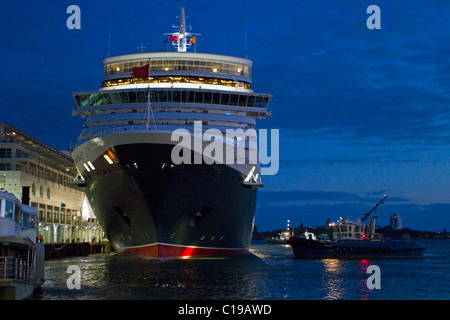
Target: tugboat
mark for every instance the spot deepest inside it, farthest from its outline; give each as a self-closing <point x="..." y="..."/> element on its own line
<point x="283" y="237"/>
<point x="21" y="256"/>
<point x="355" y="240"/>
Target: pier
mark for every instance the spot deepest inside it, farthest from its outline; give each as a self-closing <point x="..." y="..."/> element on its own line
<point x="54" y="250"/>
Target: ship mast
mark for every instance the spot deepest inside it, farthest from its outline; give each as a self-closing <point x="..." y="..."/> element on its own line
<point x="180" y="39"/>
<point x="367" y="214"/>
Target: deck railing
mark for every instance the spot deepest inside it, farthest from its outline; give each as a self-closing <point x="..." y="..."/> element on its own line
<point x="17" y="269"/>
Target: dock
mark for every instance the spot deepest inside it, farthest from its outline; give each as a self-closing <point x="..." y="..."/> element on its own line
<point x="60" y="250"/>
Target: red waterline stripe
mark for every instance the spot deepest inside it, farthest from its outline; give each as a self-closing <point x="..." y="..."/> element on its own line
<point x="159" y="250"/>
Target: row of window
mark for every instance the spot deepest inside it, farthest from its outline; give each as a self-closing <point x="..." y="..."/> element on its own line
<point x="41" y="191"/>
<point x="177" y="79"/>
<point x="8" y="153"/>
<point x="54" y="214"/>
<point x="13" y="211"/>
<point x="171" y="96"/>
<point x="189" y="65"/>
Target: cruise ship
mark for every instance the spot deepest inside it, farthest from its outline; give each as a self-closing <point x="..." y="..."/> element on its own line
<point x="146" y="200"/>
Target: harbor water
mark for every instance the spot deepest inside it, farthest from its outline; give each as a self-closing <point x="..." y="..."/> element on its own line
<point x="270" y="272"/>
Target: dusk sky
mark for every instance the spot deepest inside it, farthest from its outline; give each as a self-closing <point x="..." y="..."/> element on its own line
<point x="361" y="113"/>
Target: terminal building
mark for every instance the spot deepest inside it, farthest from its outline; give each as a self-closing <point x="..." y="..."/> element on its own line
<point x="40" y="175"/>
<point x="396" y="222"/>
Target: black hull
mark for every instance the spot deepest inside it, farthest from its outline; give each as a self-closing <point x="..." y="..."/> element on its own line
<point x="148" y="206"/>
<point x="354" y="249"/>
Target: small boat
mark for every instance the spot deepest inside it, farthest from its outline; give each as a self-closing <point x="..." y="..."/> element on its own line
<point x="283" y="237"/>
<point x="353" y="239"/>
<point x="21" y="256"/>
==
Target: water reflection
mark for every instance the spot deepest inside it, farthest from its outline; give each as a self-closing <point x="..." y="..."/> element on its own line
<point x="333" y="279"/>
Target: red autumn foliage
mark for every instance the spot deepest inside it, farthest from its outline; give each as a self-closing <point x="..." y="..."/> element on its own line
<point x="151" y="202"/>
...
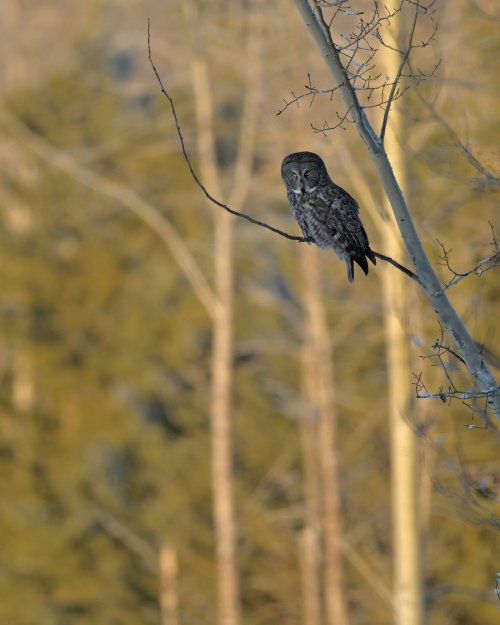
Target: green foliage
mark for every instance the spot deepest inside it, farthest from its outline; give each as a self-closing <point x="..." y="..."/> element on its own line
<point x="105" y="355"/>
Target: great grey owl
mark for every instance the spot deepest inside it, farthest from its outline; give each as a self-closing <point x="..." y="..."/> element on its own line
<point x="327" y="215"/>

▶ [Task directions]: Select, from the listing, all lines that include the word "ship".

▶ [Written solution]:
Target: ship mast
Target: cruise ship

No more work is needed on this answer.